- TEXT BLOCK -

I really love political satire and I think that The Thick of It is perhaps the best of the best. It's so eerily spot on with some of it's scandals and policies that it's almost uncanny. I sat down and watched a few episodes with my civil servant father. He said it was spookily accurate and laughed a lot. I think that's the insider seal of approval. I don't think I could pick a favourite episode, so I'll just tell you to go out and watch it yourself.
No. 1 - Spaced
'You are so blind! You so do not understand! You weren't there at the beginning. You don't know how good it was! How important! This is it for you! This jumped-up firework display of a toy advert! People like you make me sick! What's wrong with you?! Now, I don't care if you've saved up all your fifty 'p's, take your pocket money and get out!'
You're right, Tim. The Phantom Menace was crap.

- TASK DESCRIPTION -
Update the passage on the TV comedies from "I really love" up to and including "Menace was crap.", giving it again with "civil servant" changed to "politician".

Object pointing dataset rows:
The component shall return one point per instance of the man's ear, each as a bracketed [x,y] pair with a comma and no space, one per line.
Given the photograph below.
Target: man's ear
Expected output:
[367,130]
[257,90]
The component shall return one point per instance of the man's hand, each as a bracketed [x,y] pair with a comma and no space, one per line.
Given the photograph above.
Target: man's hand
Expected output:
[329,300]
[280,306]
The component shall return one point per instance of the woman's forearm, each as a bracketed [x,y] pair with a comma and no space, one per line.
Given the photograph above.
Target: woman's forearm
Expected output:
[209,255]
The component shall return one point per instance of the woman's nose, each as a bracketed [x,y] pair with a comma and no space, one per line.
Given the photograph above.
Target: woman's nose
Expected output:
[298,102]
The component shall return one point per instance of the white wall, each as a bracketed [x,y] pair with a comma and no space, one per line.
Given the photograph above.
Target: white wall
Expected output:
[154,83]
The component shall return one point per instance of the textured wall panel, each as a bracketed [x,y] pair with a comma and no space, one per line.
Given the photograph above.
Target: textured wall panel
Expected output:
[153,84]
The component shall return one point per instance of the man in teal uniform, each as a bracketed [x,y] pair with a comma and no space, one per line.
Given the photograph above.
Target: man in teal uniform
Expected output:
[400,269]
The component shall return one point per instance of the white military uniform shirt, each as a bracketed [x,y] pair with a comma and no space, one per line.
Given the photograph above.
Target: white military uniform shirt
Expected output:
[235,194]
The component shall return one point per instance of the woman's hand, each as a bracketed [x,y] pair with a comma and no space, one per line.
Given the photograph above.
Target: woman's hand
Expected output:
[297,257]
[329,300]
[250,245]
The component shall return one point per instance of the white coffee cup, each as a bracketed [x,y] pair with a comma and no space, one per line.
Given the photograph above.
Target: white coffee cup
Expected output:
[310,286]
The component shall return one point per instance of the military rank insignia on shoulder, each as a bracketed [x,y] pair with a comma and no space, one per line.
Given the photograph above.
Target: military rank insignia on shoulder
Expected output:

- SOLUTION TO THE EXERCISE -
I really love political satire and I think that The Thick of It is perhaps the best of the best. It's so eerily spot on with some of it's scandals and policies that it's almost uncanny. I sat down and watched a few episodes with my politician father. He said it was spookily accurate and laughed a lot. I think that's the insider seal of approval. I don't think I could pick a favourite episode, so I'll just tell you to go out and watch it yourself.
No. 1 - Spaced
'You are so blind! You so do not understand! You weren't there at the beginning. You don't know how good it was! How important! This is it for you! This jumped-up firework display of a toy advert! People like you make me sick! What's wrong with you?! Now, I don't care if you've saved up all your fifty 'p's, take your pocket money and get out!'
You're right, Tim. The Phantom Menace was crap.